─── DATA FOR PROCESSING ───
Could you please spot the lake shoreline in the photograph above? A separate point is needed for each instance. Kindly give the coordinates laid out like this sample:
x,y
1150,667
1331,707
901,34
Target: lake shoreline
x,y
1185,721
───
▸ JOB: Quote every line of the listing above word for word, with nothing changed.

▸ SOLUTION TO THE PROBLEM:
Could you please spot the lake shoreline in the photograph above? A separate point is needed for each instance. Kindly give the coordinates laid out like this sample:
x,y
1150,667
1331,707
901,34
Target: lake shoreline
x,y
1185,721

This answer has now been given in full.